-------- Exercise data --------

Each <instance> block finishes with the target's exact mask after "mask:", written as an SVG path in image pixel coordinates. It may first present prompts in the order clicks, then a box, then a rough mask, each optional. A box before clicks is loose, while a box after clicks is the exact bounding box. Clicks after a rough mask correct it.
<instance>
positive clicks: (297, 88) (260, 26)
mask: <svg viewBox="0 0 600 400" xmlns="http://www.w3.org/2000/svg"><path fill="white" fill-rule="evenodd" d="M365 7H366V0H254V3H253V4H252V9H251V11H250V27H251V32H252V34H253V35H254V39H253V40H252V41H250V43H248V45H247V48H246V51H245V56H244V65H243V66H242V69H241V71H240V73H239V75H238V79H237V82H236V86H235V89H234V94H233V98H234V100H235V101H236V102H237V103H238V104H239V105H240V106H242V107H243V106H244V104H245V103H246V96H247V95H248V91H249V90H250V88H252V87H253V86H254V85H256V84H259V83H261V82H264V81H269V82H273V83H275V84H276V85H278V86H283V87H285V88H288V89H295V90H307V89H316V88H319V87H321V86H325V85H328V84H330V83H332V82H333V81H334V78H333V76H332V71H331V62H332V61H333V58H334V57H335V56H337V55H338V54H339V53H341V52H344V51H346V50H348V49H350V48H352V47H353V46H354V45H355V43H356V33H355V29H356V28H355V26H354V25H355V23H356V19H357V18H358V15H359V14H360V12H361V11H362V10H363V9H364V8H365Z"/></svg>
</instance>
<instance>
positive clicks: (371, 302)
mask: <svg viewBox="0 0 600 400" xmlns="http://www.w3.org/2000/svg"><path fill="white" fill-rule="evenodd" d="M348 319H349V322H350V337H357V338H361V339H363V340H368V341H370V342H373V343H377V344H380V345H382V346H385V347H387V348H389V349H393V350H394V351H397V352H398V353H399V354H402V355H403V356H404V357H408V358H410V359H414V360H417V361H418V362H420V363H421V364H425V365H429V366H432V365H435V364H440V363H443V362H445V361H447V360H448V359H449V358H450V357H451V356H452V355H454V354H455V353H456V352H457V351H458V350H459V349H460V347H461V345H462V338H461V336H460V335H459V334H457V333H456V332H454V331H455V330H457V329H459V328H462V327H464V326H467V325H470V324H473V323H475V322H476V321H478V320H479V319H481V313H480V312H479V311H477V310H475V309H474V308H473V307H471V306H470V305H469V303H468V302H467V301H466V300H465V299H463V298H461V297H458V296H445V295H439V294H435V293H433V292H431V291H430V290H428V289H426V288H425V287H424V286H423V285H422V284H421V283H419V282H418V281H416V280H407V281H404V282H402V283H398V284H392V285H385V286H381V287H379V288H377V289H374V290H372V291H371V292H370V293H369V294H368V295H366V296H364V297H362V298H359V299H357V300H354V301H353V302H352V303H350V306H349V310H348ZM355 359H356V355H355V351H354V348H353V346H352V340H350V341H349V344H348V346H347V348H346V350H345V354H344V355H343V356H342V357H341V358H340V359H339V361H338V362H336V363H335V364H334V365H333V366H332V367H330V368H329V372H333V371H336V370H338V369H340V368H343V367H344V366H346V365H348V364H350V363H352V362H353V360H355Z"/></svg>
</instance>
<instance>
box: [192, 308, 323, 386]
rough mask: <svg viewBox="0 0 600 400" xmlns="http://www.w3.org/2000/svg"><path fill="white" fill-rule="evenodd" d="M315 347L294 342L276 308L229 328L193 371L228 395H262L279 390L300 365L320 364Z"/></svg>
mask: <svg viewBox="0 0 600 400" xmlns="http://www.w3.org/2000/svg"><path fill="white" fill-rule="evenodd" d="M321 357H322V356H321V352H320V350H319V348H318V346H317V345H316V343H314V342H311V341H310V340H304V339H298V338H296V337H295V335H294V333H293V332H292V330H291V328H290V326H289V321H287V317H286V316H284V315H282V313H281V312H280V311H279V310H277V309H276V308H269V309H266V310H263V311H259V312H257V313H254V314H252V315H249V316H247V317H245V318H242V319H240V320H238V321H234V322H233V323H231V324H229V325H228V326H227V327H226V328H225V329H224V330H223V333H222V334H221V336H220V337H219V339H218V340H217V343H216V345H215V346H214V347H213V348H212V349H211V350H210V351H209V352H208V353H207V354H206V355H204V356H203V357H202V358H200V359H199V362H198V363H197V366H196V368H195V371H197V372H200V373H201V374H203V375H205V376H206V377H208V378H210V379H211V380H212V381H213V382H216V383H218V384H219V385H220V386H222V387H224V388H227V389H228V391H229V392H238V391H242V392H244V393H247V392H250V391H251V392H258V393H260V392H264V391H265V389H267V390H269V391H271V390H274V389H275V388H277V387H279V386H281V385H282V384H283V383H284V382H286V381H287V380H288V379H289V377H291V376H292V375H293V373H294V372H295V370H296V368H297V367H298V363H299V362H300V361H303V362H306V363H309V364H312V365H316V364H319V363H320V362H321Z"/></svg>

--------

◆ Assignment:
A word-for-word restatement of every record above is expected.

◆ Response box:
Each <instance> block finishes with the target's exact mask after "mask:", written as an SVG path in image pixel coordinates. It may first present prompts in the order clicks, then a box, then a rough mask, each optional. A box before clicks is loose, while a box after clicks is the exact bounding box. Clicks after a rough mask correct it.
<instance>
positive clicks: (297, 88) (260, 26)
mask: <svg viewBox="0 0 600 400" xmlns="http://www.w3.org/2000/svg"><path fill="white" fill-rule="evenodd" d="M365 7H366V0H254V3H253V4H252V9H251V11H250V27H251V32H252V34H253V35H254V39H253V40H252V41H250V43H248V45H247V48H246V51H245V56H244V65H243V66H242V69H241V71H240V73H239V75H238V79H237V82H236V86H235V89H234V94H233V98H234V100H235V101H236V102H237V103H238V104H239V105H240V106H242V107H243V106H244V104H245V103H246V96H247V95H248V91H249V90H250V88H252V87H253V86H254V85H256V84H259V83H261V82H264V81H269V82H273V83H275V84H276V85H278V86H283V87H285V88H288V89H295V90H307V89H316V88H319V87H321V86H325V85H328V84H330V83H332V82H333V81H334V78H333V76H332V71H331V62H332V61H333V58H334V57H335V56H337V55H338V54H339V53H341V52H344V51H346V50H348V49H350V48H352V47H353V46H354V45H355V43H356V33H355V29H356V28H355V26H354V25H355V23H356V19H357V18H358V15H359V14H360V12H361V11H362V10H363V9H364V8H365Z"/></svg>
</instance>
<instance>
positive clicks: (371, 302)
mask: <svg viewBox="0 0 600 400" xmlns="http://www.w3.org/2000/svg"><path fill="white" fill-rule="evenodd" d="M348 319H349V322H350V337H357V338H361V339H363V340H368V341H370V342H373V343H377V344H380V345H382V346H385V347H387V348H389V349H393V350H394V351H397V352H398V353H399V354H402V355H403V356H404V357H408V358H410V359H414V360H417V361H418V362H420V363H421V364H425V365H429V366H432V365H435V364H440V363H443V362H445V361H447V360H448V359H449V358H450V357H451V356H452V355H454V354H455V353H456V352H457V351H458V350H459V349H460V347H461V345H462V338H461V336H460V335H459V334H457V333H456V332H454V331H455V330H457V329H459V328H462V327H464V326H467V325H470V324H473V323H475V322H476V321H478V320H479V319H481V313H480V312H479V311H477V310H475V309H474V308H473V307H471V306H470V305H469V303H468V302H467V301H466V300H465V299H463V298H461V297H458V296H445V295H439V294H435V293H433V292H431V291H430V290H428V289H426V288H425V287H424V286H423V285H422V284H421V283H419V282H418V281H416V280H407V281H404V282H402V283H398V284H392V285H385V286H381V287H379V288H377V289H374V290H372V291H371V292H370V293H369V294H368V295H366V296H364V297H362V298H359V299H357V300H354V301H353V302H352V303H350V306H349V310H348ZM355 359H356V355H355V351H354V348H353V346H352V340H350V341H349V344H348V346H347V348H346V350H345V354H344V355H343V356H342V357H341V358H340V359H339V361H338V362H336V363H335V364H334V365H333V366H332V367H330V368H329V372H333V371H336V370H338V369H340V368H343V367H344V366H346V365H348V364H350V363H352V362H353V360H355Z"/></svg>
</instance>
<instance>
box: [192, 308, 323, 386]
rough mask: <svg viewBox="0 0 600 400" xmlns="http://www.w3.org/2000/svg"><path fill="white" fill-rule="evenodd" d="M315 347L294 342L276 308L229 328L193 371L228 395H262L279 390L300 365L320 364Z"/></svg>
mask: <svg viewBox="0 0 600 400" xmlns="http://www.w3.org/2000/svg"><path fill="white" fill-rule="evenodd" d="M321 357H322V356H321V352H320V350H319V348H318V346H317V345H316V343H314V342H311V341H310V340H304V339H298V338H296V337H295V335H294V333H293V332H292V330H291V328H290V326H289V321H287V317H286V316H284V315H282V313H281V312H280V311H279V310H277V309H276V308H269V309H266V310H263V311H259V312H257V313H254V314H252V315H249V316H247V317H245V318H242V319H240V320H238V321H234V322H233V323H231V324H229V325H228V326H227V327H226V328H225V329H224V330H223V333H222V334H221V336H220V337H219V339H218V340H217V343H216V345H215V346H214V347H213V348H212V349H211V350H210V351H209V352H208V353H207V354H206V355H204V356H203V357H202V358H200V359H199V362H198V363H197V366H196V368H195V371H197V372H200V373H201V374H203V375H205V376H206V377H208V378H210V379H211V380H212V381H213V382H216V383H218V384H219V385H220V386H222V387H224V388H227V389H228V391H229V392H238V391H242V392H244V393H247V392H250V391H251V392H258V393H260V392H264V391H265V389H267V390H269V391H271V390H274V389H275V388H277V387H279V386H281V385H282V384H283V383H284V382H286V381H287V380H288V379H289V377H291V376H292V375H293V373H294V372H295V370H296V368H297V367H298V363H299V362H300V361H303V362H306V363H309V364H312V365H316V364H319V363H320V362H321Z"/></svg>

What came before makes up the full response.